--- Begin Text segment ---

Let’s look at each of these in turn, in order to “bend the rules” of debt repayment, and speed up the amount of time it will take you to become debt free…

6 Ways To Rapidly Reduce The Debt You Owe

Debt, as it turns out, isn’t static. You have a degree of control over the money that you owe right now. Being able to significantly and rapidly reduce your debt can be highly beneficial because:

  • It reduces the time it’ll take you to become debt free
  • It provides instant motivation to get started
  • It makes a seemingly insurmountable amount of debt into something more manageable

Here are some quick and dirty ways to make a rapid dent in the money you owe:

Sell Your Unwanted Belongings

We live in a consumer society, surrounded by goodies.

From mountain bikes to video game systems, from DVDs to deck chairs, I can almost guarantee you that you’ve got all manner of items in your cupboards, loft or garage that you barely (if ever) use.

For a quick improvement in your overall debt situation consider selling these items to instantly release equity.

But what if you don’t have unwanted belongings to sell?

Well in that case consider selling stuff you actually still want.

You won’t be the first to do it; many people that have got serious about paying off debt over the years have opted to sell their car, TV or other such belongings to make an instant impact on the money they owe.

Negotiate Your Debt

Here’s a funny thing about debt; just because your creditors tell you that you owe them a certain amount doesn’t necessarily mean this is the case.

In many situations it’s actually possible to ring up your creditors and discuss lowering the amount you owe them.

Why would they accept less money than you owe them?

Well, there are two reasons really. Firstly, they want your money as soon as possible. The sooner you can repay it, the better the terms will likely be.

If you have followed the previous suggestion and sold a load of stuff to free up capital, it can be quite effective to ring up and offer some kind of “lump sum” in exchange for lowering the overall amount owed.

After all, it’ll cost you nothing but a short phone call to find out.

The second reason that your creditors might accept less than they claim you already owe them is if you can’t afford the current payments.

Under such circumstances they may be willing to drop the amount owing, if it guarantees that they will definitely get paid each month on time.

Note that this strategy is far more difficult to successfully implement, and can negatively impact your credit.

However if that’s a compromise you’re willing to make then there are companies that will negotiate your debt on your behalf.

--- End Text segment ---
--- Begin Material shown ---

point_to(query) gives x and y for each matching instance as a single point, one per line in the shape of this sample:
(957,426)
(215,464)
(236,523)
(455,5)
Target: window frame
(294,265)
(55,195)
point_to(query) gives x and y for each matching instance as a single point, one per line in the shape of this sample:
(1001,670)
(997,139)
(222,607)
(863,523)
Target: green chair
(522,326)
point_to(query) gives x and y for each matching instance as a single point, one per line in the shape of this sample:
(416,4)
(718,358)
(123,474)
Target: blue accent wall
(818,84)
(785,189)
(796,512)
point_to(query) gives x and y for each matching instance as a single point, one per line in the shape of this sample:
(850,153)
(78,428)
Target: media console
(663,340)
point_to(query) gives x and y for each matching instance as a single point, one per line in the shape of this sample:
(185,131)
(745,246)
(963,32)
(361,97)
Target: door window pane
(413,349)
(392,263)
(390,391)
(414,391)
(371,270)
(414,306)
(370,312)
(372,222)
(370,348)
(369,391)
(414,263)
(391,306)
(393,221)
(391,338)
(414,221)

--- End Material shown ---

Write the next part of the text on ways to reduce debt, picking up right after its last sentence. These records have no connection to the text on paying down debt.

Negotiate Your Interest Rates

Just as the overall balance you owe isn’t necessarily fixed, nor is the rate of interest you’re currently paying.

In truth, most creditors would rather keep your business at a slightly lower interest rather than lose it altogether.

It can be wise to consider ringing up your creditors and explaining that you’ve been offered a better deal elsewhere.

Explain that you’re aware that lower interest rates are available, that you’re considering swapping.

Then enquire if there are any concessions they might be able to make.

You might be surprised by just how much interest you can save when you just ask.

Pull Money From Other Destinations

Perhaps you’re one of the unlucky few that has plenty of debt and zero savings.

But perhaps you’re someone who has other savings squirrelled away.

If you are, you might want to consider drawing on some of those savings in order to get your debt repayment journey started as soon as possible.

I must admit that this is rather a controversial suggestion.

I certainly wouldn’t suggest that you withdraw all your savings – indeed when paying off debt I would argue that maintaining an emergency fund is even more important.

But if you’ve got $10,000 of debt accruing interest at 5% and a savings account accruing interest at 2% it might just make financial sense to use some of your savings to pay off debt.

I know that watching your savings account being depleted can be depressing, but at least you’ll reach the “debt free finish line” that much quicker. And at that point you can start to replenish your savings that much quicker.

Use Your Tax Rebate

If you’re one of the lucky few who receive a tax rebate from time to time try not to view it as “free money” to enjoy yourself with.

As most tax rebates are a “lump sum” that you receive over and above your typical income the reality is that you probably don’t need the money.

So rather than putting it towards a vacation, or buying presents for Christmas, instead consider sacrificing it immediately to make an instant and sizeable dent in the money you owe.

I know it’s a bit less exciting than heading to Cabo – but won’t it be more beneficial in the long run?

Use Your Bonus

If you’re lucky enough to work in a job where you receive a bonus, this too can be applied instantly to paying off debt rather than just frittering it away on things you’ll have long forgotten about in a few month’s time.

How to Reduce The Money You Spend

When I first started trying to pay off debt I was doubtful that I had any “spare” money available to increase my debt repayments.

As it turned out, I was totally wrong.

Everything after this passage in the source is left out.